• What you are asked to do: Reproduce exactly the lines from the line containing "of the metal" through the end of the records below, including both ends, and nothing else.

• Extracted material:
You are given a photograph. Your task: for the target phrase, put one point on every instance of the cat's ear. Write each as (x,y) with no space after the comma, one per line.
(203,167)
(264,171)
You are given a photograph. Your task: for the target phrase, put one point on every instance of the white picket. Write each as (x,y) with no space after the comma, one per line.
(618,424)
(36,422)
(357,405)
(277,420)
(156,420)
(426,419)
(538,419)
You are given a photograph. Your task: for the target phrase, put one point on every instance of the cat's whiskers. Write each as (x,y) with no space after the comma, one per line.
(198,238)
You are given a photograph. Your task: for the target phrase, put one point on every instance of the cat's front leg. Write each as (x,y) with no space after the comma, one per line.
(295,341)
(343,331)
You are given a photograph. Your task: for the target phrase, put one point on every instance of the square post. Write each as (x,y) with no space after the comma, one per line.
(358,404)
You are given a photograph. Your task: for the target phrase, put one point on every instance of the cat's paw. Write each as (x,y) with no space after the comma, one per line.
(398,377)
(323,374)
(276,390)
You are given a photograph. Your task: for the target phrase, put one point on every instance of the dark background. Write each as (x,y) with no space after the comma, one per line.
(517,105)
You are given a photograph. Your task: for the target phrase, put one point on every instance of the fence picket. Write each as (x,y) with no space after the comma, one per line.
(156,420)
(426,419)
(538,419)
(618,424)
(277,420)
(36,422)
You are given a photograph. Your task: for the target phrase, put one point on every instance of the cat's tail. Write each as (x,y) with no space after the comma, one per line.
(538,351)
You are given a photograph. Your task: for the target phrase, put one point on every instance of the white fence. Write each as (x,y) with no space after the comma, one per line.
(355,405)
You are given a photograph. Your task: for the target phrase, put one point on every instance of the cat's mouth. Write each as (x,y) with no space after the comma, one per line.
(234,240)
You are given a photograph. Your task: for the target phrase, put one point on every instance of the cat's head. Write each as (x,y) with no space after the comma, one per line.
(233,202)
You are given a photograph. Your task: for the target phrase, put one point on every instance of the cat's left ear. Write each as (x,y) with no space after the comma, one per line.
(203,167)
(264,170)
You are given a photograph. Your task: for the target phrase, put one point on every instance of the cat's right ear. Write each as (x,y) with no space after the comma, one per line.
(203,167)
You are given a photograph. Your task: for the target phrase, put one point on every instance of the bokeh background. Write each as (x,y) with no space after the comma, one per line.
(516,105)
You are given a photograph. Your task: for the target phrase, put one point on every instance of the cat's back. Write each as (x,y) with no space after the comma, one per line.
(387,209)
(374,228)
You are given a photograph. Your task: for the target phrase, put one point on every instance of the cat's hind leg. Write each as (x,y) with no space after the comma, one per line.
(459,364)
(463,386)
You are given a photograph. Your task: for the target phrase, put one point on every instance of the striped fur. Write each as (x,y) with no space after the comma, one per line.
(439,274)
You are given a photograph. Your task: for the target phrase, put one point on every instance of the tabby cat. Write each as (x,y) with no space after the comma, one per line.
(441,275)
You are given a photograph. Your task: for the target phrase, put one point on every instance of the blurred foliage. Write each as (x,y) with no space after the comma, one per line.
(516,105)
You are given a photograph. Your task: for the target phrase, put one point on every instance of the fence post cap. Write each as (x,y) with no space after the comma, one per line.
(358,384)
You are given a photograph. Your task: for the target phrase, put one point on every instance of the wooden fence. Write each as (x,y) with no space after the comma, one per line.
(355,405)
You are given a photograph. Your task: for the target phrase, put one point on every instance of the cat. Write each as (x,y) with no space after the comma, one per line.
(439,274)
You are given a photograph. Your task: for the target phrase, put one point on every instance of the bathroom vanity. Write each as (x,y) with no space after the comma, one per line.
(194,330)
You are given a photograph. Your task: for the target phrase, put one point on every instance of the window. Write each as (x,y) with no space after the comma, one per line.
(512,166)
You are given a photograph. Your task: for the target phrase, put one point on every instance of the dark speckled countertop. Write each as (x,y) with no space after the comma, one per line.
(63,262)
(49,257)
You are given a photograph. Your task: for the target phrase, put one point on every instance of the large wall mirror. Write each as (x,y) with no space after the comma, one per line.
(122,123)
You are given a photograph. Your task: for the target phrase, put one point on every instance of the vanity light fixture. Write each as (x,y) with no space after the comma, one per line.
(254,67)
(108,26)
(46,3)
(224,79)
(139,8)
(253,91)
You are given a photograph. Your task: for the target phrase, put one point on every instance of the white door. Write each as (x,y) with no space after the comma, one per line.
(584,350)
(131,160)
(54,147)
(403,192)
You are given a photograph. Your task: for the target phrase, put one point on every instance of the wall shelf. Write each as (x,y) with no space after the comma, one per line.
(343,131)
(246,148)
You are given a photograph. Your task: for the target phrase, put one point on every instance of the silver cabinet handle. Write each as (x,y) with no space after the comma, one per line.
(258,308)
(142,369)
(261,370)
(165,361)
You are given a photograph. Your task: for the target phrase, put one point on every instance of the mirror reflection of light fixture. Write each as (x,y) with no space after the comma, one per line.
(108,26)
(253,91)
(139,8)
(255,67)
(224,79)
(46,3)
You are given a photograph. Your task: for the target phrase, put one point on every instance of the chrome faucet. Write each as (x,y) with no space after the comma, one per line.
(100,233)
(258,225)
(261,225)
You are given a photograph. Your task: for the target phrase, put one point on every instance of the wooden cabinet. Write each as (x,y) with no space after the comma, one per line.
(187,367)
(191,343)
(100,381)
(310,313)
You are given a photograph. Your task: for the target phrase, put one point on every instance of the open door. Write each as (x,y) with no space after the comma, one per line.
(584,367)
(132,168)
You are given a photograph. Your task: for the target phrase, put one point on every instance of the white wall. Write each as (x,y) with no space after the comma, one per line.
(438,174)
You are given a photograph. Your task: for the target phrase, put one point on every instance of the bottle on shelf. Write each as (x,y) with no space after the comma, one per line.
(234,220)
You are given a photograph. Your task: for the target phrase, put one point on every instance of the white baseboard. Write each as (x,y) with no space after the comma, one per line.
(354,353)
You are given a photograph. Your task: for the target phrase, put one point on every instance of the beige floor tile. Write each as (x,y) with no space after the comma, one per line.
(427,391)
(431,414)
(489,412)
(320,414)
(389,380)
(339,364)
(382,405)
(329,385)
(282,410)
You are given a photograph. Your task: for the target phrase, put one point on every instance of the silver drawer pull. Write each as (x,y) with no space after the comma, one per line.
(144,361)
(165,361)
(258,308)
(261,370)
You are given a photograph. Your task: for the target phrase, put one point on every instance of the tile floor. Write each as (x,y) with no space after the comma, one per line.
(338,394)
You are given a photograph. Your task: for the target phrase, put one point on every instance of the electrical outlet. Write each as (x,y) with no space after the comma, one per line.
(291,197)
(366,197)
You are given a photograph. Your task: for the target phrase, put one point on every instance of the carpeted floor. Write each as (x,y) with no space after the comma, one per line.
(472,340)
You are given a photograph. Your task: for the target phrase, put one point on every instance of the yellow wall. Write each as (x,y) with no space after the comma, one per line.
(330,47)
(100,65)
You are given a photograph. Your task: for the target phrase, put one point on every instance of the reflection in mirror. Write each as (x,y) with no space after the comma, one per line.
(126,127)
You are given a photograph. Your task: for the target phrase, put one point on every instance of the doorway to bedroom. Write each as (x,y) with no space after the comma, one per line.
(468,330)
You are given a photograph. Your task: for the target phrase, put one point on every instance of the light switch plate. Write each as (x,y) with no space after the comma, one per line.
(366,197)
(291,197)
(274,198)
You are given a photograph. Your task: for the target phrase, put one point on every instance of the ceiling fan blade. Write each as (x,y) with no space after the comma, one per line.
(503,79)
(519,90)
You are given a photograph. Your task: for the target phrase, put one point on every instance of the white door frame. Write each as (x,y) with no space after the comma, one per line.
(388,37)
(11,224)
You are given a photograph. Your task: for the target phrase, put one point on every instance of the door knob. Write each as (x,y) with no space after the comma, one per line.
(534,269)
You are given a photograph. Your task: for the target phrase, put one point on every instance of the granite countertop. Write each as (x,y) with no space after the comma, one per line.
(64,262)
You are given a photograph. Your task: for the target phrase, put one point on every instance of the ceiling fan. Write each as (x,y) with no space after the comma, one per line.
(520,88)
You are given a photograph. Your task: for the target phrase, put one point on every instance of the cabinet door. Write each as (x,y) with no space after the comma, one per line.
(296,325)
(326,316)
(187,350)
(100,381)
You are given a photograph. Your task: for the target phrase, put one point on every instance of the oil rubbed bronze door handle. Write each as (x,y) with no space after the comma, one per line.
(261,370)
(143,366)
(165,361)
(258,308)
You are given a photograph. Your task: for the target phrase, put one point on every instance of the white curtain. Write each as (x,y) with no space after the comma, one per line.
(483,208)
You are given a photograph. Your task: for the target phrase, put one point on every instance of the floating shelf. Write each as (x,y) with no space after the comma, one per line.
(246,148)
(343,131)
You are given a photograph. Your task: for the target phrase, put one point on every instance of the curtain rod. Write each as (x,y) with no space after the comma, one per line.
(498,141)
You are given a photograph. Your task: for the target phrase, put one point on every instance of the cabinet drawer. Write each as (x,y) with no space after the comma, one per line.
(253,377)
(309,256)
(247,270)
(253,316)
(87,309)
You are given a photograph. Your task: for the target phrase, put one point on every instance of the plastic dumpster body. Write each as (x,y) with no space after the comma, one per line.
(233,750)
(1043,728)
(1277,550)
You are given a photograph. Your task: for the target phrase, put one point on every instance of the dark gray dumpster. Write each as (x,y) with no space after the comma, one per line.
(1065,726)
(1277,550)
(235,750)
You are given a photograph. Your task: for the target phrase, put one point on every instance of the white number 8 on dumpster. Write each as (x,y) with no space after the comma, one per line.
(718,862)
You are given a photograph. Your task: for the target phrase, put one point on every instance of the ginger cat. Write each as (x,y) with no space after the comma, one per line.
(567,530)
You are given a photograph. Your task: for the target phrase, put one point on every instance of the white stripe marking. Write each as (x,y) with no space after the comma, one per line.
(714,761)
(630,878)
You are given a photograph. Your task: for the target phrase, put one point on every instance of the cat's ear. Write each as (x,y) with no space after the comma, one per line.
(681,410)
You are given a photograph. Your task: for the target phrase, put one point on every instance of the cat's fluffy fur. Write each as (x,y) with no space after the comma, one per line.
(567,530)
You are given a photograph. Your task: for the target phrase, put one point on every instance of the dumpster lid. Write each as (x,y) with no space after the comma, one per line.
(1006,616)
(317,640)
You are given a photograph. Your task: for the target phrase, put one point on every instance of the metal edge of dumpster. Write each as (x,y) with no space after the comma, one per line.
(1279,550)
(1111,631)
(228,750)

• Written solution:
You are given a photograph. Your task: for the target phrase, put one point on every instance of the metal edge of dumpster. Write each as (x,y) with no space after the comma, one per line.
(1279,550)
(1111,631)
(228,750)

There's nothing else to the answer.